## Brief
Render the items as a two-column CSV headed instruction and output, starting with the line containing "Given the above image, your assignment is to detect palm frond." and going on through the line containing "[616,212,640,247]". Give one row per item and put each value in a single quoted field, with line breaks replaced by spaces.

Items listed in a dataset:
==================================================

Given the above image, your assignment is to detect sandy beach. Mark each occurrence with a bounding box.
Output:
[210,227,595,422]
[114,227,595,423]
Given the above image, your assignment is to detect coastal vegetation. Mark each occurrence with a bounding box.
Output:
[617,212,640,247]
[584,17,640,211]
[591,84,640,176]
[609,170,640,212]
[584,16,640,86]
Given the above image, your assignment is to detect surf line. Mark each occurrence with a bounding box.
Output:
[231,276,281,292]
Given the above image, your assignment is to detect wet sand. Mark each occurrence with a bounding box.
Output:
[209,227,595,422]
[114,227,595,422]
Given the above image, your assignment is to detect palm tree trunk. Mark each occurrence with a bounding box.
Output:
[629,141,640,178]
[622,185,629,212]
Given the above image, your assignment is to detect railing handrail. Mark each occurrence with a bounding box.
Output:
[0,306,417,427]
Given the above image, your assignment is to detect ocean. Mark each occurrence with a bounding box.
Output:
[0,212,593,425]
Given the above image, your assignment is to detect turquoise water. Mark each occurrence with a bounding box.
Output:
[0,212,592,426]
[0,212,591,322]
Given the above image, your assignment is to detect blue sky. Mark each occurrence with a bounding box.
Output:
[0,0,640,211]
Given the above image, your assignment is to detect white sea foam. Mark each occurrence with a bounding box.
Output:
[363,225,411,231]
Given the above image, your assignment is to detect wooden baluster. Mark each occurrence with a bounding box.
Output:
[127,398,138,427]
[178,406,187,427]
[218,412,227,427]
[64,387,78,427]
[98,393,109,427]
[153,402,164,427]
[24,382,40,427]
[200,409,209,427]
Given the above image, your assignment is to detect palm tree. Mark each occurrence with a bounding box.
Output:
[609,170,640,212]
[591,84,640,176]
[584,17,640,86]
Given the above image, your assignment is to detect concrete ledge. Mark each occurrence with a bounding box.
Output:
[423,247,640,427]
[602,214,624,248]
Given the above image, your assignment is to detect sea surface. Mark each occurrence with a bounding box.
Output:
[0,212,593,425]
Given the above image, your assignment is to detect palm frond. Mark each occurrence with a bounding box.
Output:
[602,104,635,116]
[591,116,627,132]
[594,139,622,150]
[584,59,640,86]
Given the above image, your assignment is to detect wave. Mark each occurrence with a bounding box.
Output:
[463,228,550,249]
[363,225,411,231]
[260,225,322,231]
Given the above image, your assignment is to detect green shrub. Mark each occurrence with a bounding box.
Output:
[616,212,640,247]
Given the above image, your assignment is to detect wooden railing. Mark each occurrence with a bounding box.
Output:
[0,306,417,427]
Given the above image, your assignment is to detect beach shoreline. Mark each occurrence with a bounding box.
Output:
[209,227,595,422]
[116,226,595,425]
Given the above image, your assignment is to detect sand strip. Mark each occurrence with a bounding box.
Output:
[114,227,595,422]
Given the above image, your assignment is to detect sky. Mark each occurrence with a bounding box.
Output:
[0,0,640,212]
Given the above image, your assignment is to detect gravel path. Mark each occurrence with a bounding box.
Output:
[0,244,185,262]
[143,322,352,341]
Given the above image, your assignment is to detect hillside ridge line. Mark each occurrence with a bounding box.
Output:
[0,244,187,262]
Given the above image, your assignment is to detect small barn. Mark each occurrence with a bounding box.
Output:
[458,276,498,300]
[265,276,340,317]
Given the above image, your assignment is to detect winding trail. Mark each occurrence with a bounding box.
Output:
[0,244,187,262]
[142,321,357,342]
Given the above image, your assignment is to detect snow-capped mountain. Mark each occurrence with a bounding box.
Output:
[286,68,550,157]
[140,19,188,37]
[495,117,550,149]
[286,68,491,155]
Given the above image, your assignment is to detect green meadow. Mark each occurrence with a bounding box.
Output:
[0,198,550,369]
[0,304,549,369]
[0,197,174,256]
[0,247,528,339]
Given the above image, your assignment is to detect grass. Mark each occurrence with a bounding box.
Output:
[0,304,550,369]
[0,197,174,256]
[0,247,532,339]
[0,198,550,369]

==================================================

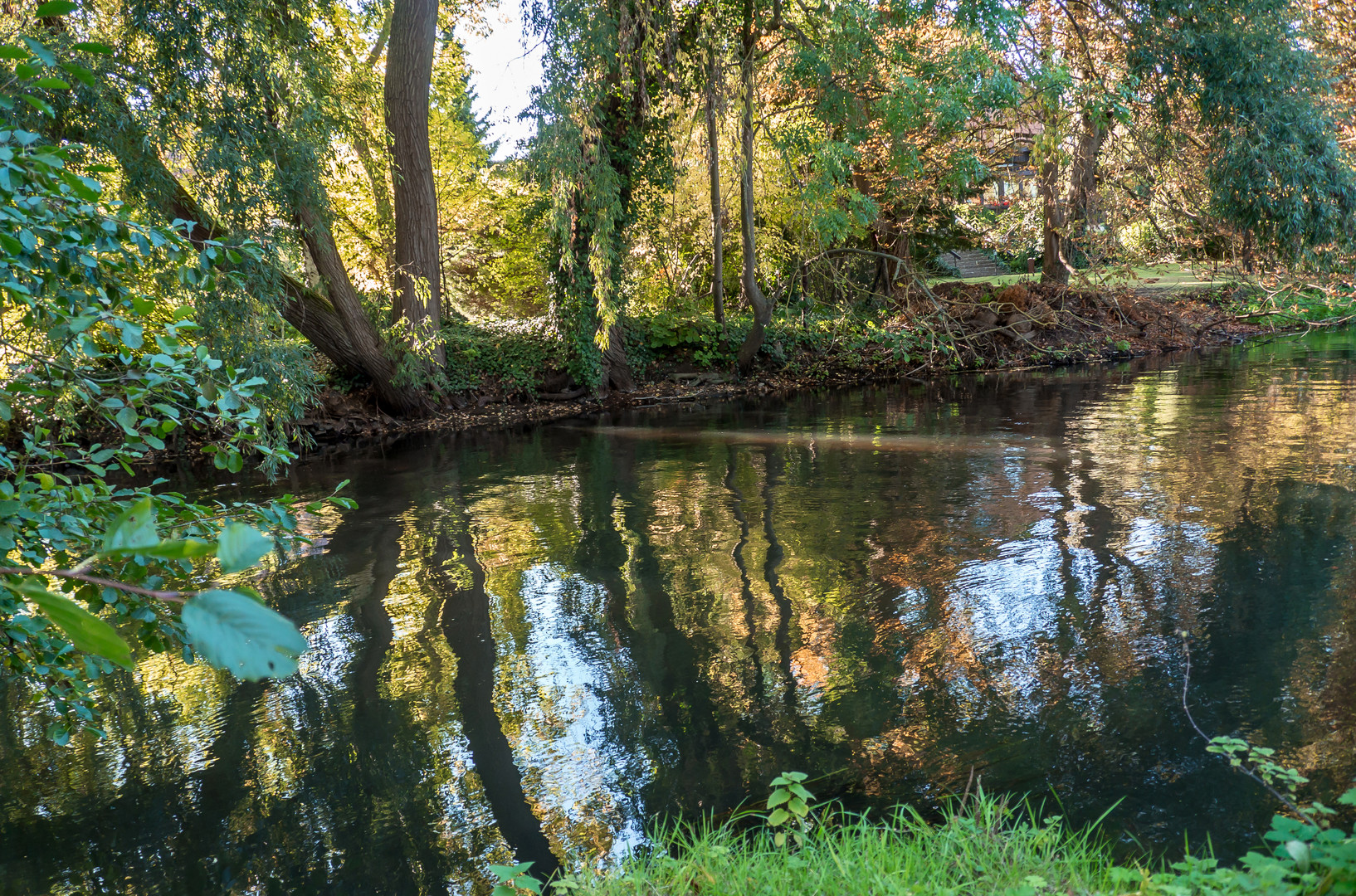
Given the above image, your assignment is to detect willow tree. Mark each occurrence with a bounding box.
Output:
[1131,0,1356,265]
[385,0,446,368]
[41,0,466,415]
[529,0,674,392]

==================================================

## Solution to this exercise
instruction,output
"Given the above image, your assignment is to detect palm frond. Mark each occurrence with a bounding box. Output:","[602,104,635,116] [591,116,627,132] [594,139,622,150] [584,59,640,86]"
"Given the above image, your assignment is to detect wave. Mark each occurrence with a bounding box. Output:","[463,228,550,249] [363,225,411,231] [260,225,322,231]"
"Given the above image, your assignment is to detect green shrub. Mark each occurrence with a bounding box. Output:","[616,212,640,247]"